Source records

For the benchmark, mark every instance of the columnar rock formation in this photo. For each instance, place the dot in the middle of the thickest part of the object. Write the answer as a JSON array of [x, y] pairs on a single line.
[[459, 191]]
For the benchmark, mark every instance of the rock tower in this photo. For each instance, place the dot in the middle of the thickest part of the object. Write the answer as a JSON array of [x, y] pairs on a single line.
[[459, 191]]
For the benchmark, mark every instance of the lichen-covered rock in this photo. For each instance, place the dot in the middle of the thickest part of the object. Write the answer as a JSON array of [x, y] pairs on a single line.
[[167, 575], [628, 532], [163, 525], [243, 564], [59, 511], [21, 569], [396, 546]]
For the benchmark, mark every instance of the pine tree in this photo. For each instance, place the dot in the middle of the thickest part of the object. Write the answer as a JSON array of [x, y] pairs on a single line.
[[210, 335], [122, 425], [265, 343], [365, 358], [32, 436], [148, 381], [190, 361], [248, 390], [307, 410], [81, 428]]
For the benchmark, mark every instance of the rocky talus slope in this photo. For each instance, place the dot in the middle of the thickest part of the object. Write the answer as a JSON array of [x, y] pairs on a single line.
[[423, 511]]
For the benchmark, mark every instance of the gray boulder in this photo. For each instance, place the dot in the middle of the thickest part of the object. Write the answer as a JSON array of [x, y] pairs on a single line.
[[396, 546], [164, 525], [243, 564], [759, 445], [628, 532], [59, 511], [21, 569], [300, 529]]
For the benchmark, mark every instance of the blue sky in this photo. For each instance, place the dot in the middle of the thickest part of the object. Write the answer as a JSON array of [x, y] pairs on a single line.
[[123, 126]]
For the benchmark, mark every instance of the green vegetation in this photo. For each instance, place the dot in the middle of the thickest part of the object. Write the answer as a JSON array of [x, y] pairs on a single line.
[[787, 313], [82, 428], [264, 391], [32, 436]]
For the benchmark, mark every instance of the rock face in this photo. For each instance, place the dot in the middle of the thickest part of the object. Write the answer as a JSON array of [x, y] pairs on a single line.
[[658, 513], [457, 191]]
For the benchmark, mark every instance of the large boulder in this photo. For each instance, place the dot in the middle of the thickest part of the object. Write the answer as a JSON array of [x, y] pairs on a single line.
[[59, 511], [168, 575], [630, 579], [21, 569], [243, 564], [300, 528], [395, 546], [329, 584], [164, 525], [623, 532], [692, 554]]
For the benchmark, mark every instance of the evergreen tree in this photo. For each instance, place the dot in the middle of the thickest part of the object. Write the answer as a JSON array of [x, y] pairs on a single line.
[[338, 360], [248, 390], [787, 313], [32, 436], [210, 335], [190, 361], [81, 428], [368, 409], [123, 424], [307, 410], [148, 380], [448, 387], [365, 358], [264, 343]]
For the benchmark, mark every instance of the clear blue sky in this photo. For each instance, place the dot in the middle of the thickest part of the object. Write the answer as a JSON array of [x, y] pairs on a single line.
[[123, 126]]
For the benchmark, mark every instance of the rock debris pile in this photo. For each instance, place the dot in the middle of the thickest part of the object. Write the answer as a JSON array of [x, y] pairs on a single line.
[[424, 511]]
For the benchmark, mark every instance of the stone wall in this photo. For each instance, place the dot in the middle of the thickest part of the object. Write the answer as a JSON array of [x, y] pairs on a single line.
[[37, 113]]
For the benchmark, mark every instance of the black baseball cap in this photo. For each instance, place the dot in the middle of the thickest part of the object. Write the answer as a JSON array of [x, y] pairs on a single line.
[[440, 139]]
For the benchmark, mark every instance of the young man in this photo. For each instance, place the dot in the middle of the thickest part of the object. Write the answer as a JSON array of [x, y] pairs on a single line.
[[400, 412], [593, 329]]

Problem to solve
Copy the entries above verbatim, starting from their first line and ending with the line that contains "[[423, 511]]", with both end lines included.

Right answer
For the benchmark, mark every instance of the columnar rock formation in this photo. For each instance, place the dot in the middle of the thickest part of the object. Write the answer as a JSON array of [x, y] pairs on a single line.
[[459, 191]]
For the benchmark, mark every instance of the rock tower in this photo. For each instance, place the dot in the middle of the thickest part of the object. Write the answer as a JSON array of [x, y] pairs on a single line.
[[459, 191]]
For the benchmark, mark every instance of the lichen-covered rock in this photo. For each instance, place the dot in the middle of the thickest part of the object. Write the answer as a JSON array of [x, y] pairs on a single line.
[[167, 575], [628, 532], [163, 525], [243, 564], [59, 511], [21, 569], [396, 546]]
For the benchmark, mark every instance of the pine tree in this photo. For each instance, place the dot in the middle of the thickest part of the object. Write the answer as a JSON array of [x, y] pairs on a single line.
[[210, 335], [122, 425], [265, 343], [365, 358], [32, 436], [148, 381], [190, 361], [248, 390], [307, 410], [81, 428]]
For the benchmark, mark every instance of the rocky talus slope in this photo. For each instance, place the dot in the middle of the thickest part of the object. Write the answer as a JSON array of [x, y] pairs on a single line.
[[423, 511]]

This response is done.